WHAT YOU ARE ASKED TO DO:
Retype each entry below exactly as it stands.

## BEGIN

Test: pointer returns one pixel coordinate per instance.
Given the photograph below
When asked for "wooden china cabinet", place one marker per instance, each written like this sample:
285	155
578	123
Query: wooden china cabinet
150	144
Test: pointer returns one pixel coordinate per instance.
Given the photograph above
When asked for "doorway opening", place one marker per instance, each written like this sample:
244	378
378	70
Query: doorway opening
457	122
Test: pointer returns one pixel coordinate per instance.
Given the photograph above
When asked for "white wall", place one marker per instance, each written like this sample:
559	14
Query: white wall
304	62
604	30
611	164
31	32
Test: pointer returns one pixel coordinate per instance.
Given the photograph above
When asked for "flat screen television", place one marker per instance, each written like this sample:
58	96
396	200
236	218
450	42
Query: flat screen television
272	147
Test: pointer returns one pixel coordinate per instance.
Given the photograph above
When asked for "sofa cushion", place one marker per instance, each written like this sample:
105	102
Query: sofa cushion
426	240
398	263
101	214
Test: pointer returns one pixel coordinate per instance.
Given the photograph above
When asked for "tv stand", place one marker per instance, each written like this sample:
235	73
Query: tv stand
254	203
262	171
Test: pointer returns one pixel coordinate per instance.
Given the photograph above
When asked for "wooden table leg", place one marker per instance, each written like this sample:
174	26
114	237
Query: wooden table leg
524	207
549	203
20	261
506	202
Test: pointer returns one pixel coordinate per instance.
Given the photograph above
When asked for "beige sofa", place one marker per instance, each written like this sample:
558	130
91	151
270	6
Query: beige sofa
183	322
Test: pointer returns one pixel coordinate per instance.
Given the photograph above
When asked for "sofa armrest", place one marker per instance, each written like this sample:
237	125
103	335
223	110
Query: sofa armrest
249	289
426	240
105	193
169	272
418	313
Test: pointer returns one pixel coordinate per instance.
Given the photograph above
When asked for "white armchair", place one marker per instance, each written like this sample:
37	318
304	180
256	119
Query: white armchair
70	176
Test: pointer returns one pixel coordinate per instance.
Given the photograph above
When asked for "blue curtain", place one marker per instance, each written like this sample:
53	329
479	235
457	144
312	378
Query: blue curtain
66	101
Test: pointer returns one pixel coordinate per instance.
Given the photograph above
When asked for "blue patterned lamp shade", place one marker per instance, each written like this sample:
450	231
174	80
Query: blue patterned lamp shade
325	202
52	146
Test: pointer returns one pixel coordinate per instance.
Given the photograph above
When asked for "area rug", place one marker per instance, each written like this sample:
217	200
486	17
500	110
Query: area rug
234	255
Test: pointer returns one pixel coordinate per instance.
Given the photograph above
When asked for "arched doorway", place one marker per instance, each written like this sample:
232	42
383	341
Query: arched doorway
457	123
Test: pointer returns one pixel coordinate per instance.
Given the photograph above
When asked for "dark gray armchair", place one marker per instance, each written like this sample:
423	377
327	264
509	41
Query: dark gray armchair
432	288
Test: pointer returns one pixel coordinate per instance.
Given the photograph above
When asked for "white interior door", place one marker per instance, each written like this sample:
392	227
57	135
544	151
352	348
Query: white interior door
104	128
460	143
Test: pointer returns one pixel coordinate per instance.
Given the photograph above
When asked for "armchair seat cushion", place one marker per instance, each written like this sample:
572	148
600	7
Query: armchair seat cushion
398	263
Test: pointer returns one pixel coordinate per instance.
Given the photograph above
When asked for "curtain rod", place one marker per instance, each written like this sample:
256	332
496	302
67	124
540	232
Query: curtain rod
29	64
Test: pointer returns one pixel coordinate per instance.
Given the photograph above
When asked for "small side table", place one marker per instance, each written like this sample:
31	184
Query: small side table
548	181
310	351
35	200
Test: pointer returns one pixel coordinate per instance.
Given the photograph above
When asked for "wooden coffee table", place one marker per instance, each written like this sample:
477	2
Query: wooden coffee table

## END

SOLVED EXERCISE:
Test: pointer returns one pixel coordinate per instance.
Given the photograph below
When asked for "wooden china cabinet", place one marker per instance, each written like this sample:
285	155
578	123
Query: wooden china cabinet
150	144
Test: pointer returns one pixel coordinate per instance.
Given the photograph above
When asked for "doorway opening", place one marker per instance, each written like this sample:
244	378
378	70
Query: doorway opening
457	122
Test: pointer returns one pixel coordinate per instance.
Given the photograph above
When asked for "white wall", place one marker per instance, each written like this sample:
559	14
Query: white wall
304	62
604	30
611	164
31	32
Test: pointer returns one pixel coordinate per instance.
Given the photograph above
When asked for "flat screen television", place one marker per instance, each written like this sample:
58	96
396	200
236	218
450	42
Query: flat screen television
272	147
Test: pointer returns one pixel coordinate per instance.
Given the photograph above
When asked for "sofa cushion", place one marker per instance, each written like this sample:
105	102
Query: sofa cushion
426	240
398	263
101	214
Test: pointer returns one pixel coordinate per instance.
Given the photograph above
When asked for "tv stand", place one marker per instance, each written like this sample:
235	73
Query: tv stand
254	203
262	171
Test: pointer returns one pixel coordinate per instance.
Given the photograph above
When asked for "wooden table leg", place one marker per instance, each written like this sample:
174	26
114	237
Query: wooden table leg
524	207
549	203
20	261
506	202
Test: pointer returns one pixel coordinate per instance.
Given the photograph above
When asked for "beige sofa", place one marker per instance, each written like this sample:
558	130
91	151
270	6
Query: beige sofa
183	322
Test: pointer returns one pixel coordinate per instance.
Given the photograph above
When asked for "sofa armrest", place one marker per instance, each written like this sample:
237	125
103	335
223	110
Query: sofa armrest
249	289
426	240
105	193
169	272
418	313
Test: pointer returns one pixel coordinate per instance.
Given the photograph above
When asked for "white armchair", place one marker per instance, each written like this sample:
37	318
304	180
256	119
Query: white armchair
70	176
Test: pointer returns one pixel coordinate per instance.
Given the photograph above
When asked for "blue curtain", place one marker per instance, each written like this sample:
53	329
479	235
457	144
312	378
Query: blue curtain
66	101
Test: pointer returns one pixel coordinate per instance.
Given the photograph above
When asked for "blue patterned lamp shade", place one marker per instance, each written like this sample:
450	231
174	80
Query: blue patterned lamp shade
325	202
52	146
Test: pointer returns one pixel coordinate per instance.
Given the photograph above
When asked for "area rug", place one marker per instance, each written like this sample:
217	200
486	17
500	110
Query: area rug
234	255
Test: pointer returns one pixel coordinate per instance.
Given the photograph above
When asked for "arched doorway", place one marker per instance, each written like this sample:
232	42
383	341
Query: arched doorway
457	123
Test: pointer returns one pixel coordinate per instance.
Given the photograph above
When asked for "dark gray armchair", place one marker per instance, each written like this sample:
423	377
327	264
509	41
Query: dark gray armchair
432	288
Test: pointer returns one pixel coordinate per instance.
Given the photograph above
When asked for "white interior door", place one marker per instance, each written like this sample:
392	227
57	135
544	151
352	348
Query: white interior door
104	128
460	143
Test: pointer returns one pixel coordinate per instance.
Given the photograph above
When asked for "armchair seat cushion", place one marker per instance, each written like this sample:
572	148
600	7
Query: armchair seat cushion
398	263
Test: pointer returns one pixel coordinate per instance.
Given the photograph above
When asked for "curtain rod", place one marker per instance, each written like this sample:
256	332
496	302
67	124
540	232
Query: curtain rod
29	64
Test: pointer returns one pixel coordinate per instance.
Given the photograph above
When asked for "small side table", place one marker per instance, each written like this sample:
31	184
Query: small side table
548	181
310	351
35	200
Test: pointer returns one pixel coordinate per instance.
Given the photograph above
When asked for "wooden coffee table", place one marker per instance, each written like this sample:
477	2
Query: wooden coffee table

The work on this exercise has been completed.